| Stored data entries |

= Beginning of Section =

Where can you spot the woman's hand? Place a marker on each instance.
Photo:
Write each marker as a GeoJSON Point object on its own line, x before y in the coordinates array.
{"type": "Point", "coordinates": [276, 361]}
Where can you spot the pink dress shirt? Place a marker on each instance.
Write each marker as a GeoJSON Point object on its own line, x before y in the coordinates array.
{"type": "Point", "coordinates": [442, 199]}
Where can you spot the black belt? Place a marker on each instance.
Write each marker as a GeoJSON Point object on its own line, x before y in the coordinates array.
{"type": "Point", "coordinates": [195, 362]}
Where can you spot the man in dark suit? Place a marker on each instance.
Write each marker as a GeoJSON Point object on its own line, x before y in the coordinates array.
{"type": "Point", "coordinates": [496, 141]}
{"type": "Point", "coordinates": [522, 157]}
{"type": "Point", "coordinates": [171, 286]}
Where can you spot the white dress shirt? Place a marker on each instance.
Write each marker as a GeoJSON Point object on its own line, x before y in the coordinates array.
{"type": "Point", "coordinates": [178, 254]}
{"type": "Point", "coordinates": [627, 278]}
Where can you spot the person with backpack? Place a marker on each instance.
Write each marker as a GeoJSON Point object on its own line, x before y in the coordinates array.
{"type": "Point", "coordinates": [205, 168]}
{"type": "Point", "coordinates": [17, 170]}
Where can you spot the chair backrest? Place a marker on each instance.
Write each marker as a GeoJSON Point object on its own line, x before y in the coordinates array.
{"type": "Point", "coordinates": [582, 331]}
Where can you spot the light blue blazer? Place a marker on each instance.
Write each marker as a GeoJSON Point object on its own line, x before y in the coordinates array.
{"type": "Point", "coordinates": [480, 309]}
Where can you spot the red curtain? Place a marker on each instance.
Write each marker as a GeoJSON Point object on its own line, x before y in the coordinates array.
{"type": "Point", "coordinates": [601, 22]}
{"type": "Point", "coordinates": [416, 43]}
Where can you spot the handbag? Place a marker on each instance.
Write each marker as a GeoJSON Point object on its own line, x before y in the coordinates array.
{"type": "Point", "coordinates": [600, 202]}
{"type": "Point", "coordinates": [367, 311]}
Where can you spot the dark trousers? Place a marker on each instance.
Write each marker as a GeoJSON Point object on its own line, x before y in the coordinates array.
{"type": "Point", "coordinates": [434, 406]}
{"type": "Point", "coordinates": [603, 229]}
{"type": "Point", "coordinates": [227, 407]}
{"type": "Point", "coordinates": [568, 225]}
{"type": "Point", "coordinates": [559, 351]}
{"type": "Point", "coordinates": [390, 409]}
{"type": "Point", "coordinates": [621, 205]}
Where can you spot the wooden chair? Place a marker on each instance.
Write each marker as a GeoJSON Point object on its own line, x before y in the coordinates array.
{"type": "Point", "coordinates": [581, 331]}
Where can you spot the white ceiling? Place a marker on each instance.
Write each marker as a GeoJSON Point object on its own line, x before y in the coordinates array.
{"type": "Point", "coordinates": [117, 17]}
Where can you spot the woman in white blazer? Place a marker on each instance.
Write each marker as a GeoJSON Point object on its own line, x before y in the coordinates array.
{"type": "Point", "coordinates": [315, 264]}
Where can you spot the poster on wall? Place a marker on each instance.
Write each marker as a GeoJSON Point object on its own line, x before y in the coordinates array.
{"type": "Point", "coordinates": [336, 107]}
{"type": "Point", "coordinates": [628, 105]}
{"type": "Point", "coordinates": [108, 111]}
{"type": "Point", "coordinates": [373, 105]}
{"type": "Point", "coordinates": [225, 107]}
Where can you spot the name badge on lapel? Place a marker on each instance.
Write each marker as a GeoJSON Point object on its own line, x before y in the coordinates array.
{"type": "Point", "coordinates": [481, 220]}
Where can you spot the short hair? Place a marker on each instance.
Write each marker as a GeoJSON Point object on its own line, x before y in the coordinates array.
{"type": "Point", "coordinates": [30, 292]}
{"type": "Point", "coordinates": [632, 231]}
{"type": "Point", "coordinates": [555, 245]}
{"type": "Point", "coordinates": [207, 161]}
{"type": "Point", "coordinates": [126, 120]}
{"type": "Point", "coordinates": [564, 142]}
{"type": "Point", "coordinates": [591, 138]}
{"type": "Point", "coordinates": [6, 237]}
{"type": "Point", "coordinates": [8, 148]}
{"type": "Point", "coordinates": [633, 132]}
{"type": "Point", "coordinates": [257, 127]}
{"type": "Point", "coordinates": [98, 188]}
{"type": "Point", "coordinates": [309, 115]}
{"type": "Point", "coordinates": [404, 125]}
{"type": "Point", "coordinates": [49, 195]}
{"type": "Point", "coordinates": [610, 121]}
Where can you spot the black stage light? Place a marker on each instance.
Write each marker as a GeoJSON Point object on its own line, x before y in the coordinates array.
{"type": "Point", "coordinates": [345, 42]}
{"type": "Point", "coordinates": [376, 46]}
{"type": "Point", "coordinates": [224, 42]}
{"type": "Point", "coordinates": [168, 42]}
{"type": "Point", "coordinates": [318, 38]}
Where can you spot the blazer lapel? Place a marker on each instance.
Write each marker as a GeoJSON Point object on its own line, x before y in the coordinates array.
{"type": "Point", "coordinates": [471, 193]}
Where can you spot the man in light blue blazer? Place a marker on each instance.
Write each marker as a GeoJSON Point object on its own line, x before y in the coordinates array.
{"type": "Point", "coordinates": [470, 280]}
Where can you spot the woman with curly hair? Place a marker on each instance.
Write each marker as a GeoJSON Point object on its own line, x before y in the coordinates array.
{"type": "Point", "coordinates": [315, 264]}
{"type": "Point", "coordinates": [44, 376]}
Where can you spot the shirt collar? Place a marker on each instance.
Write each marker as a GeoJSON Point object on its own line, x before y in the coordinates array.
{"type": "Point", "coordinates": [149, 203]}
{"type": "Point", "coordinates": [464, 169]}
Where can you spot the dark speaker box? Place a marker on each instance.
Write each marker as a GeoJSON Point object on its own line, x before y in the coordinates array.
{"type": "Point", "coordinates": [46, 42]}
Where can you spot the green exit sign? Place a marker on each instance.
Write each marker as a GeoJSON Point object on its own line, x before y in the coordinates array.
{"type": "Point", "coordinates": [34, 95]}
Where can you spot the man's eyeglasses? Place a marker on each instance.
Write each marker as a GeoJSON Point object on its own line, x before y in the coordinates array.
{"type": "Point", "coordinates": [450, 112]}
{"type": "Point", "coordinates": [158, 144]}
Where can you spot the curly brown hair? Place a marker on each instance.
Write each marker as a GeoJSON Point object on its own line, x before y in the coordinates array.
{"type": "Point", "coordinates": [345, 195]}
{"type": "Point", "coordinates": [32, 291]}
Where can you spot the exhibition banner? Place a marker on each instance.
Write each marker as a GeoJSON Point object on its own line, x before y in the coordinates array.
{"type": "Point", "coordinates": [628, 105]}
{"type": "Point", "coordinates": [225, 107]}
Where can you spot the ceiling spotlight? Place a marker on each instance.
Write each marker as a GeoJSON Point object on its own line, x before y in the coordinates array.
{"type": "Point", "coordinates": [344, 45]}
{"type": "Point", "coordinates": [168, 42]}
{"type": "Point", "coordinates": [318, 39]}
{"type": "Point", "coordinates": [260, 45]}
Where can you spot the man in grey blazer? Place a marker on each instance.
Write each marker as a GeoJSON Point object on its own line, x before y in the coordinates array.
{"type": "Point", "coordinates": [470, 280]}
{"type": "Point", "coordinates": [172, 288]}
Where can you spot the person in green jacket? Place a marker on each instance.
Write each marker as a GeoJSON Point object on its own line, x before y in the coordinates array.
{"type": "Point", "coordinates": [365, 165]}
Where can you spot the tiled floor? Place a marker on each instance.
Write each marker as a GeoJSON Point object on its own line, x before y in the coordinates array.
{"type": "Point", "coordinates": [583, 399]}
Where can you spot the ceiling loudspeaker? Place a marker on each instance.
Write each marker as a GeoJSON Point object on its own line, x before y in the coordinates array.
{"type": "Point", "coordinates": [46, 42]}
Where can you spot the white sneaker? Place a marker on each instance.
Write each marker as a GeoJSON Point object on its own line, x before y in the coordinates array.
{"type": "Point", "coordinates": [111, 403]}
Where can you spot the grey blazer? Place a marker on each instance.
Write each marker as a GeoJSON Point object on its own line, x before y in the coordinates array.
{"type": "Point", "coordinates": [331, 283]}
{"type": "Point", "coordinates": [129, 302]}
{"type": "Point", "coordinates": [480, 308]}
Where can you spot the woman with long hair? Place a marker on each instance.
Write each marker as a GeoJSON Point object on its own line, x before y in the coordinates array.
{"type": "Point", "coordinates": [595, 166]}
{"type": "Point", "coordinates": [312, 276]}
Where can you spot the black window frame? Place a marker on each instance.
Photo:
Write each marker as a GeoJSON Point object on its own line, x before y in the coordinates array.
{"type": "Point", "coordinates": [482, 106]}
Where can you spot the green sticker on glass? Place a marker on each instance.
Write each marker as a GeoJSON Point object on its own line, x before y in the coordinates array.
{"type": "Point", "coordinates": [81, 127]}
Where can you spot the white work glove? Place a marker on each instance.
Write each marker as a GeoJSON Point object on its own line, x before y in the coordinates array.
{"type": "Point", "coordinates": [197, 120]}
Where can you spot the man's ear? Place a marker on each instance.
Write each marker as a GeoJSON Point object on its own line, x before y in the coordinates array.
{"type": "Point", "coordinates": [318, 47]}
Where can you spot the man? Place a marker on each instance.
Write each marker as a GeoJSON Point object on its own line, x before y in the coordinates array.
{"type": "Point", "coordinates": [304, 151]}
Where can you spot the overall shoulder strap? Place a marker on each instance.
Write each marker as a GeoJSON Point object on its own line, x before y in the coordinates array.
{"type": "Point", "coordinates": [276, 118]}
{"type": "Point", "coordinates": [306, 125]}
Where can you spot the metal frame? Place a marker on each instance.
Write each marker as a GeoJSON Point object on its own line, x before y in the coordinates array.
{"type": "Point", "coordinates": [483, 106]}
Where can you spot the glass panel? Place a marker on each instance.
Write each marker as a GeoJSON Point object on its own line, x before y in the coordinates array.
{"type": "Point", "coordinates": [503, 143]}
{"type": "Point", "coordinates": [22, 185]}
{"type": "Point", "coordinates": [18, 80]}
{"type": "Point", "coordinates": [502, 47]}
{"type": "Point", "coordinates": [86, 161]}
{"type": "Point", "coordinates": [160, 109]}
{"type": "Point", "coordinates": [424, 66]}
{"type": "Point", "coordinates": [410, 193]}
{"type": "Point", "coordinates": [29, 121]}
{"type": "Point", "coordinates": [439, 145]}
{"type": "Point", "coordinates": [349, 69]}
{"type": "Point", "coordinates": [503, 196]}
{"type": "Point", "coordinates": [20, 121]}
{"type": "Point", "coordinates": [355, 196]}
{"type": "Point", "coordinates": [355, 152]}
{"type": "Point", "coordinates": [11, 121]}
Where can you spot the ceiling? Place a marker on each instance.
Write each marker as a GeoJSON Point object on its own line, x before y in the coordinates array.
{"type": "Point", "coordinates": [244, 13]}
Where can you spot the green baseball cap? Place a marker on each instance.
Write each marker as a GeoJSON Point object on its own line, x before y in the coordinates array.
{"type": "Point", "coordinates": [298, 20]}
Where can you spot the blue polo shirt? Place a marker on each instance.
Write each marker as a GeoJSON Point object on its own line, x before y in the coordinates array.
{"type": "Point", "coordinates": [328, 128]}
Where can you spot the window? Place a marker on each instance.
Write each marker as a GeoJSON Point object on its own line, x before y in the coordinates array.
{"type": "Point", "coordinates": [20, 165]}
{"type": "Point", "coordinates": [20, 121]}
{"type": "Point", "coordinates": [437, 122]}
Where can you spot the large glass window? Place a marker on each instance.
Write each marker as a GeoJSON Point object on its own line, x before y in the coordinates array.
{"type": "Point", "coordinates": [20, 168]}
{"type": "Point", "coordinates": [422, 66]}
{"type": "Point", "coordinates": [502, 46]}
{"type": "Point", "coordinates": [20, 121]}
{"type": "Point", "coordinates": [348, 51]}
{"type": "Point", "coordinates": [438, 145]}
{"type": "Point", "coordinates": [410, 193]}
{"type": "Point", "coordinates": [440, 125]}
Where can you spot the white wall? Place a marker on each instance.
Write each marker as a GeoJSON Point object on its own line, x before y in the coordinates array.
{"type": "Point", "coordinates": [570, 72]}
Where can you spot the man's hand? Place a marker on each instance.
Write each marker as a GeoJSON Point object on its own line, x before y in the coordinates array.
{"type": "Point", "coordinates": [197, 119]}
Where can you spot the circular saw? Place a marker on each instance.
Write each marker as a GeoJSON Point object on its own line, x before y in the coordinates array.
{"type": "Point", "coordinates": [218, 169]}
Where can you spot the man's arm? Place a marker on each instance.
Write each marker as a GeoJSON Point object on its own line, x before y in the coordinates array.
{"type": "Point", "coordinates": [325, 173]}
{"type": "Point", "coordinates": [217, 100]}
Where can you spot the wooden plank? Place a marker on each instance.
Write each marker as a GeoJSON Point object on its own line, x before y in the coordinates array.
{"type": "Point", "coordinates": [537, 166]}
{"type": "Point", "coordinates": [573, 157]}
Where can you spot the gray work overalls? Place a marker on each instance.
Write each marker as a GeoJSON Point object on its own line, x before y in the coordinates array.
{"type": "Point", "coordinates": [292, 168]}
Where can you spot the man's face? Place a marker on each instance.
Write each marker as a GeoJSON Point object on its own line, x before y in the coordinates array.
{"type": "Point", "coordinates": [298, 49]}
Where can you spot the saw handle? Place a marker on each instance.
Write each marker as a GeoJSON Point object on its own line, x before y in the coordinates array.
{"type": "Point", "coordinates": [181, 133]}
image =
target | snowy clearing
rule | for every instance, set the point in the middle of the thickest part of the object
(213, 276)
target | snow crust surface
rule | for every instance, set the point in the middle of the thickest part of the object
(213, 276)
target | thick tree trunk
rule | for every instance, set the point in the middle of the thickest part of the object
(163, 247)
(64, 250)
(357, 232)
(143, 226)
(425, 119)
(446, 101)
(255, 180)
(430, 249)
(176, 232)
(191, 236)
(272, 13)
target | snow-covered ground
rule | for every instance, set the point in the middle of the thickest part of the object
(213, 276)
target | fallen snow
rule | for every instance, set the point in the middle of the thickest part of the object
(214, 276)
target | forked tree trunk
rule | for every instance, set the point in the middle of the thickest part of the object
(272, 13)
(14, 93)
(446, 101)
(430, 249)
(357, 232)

= End of Section =

| Problem to work on |
Copy out the lines above exactly, beginning at the one that contains "Where can you spot the green baseball" and ending at the one that contains "Where can you spot the circular".

| Reply |
Where can you spot the green baseball cap? Place a marker on each instance.
Write each marker as a GeoJSON Point object on its own line, x before y in the coordinates array.
{"type": "Point", "coordinates": [298, 20]}
Where can you spot the blue polo shirt? Place a marker on each instance.
Write each marker as a GeoJSON Point object on its own line, x before y in the coordinates array.
{"type": "Point", "coordinates": [328, 128]}
Where can you spot the window? Place a marker on each instance.
Write each marker as a GeoJSON Point object on its own line, x before y in the coordinates array.
{"type": "Point", "coordinates": [20, 165]}
{"type": "Point", "coordinates": [20, 121]}
{"type": "Point", "coordinates": [437, 122]}
Where can you spot the large glass window? Place a marker on each instance.
Write each marker as a GeoJSON Point object on its own line, x before y in the coordinates array.
{"type": "Point", "coordinates": [20, 168]}
{"type": "Point", "coordinates": [422, 66]}
{"type": "Point", "coordinates": [502, 46]}
{"type": "Point", "coordinates": [20, 121]}
{"type": "Point", "coordinates": [348, 51]}
{"type": "Point", "coordinates": [438, 145]}
{"type": "Point", "coordinates": [410, 193]}
{"type": "Point", "coordinates": [440, 125]}
Where can you spot the white wall? Place a marker on each instance.
Write each marker as a GeoJSON Point object on its own line, x before y in the coordinates array.
{"type": "Point", "coordinates": [570, 72]}
Where can you spot the man's hand? Place a marker on each instance.
Write each marker as a GeoJSON Point object on its own line, x before y in the coordinates array.
{"type": "Point", "coordinates": [197, 119]}
Where can you spot the circular saw? Place a marker on each instance.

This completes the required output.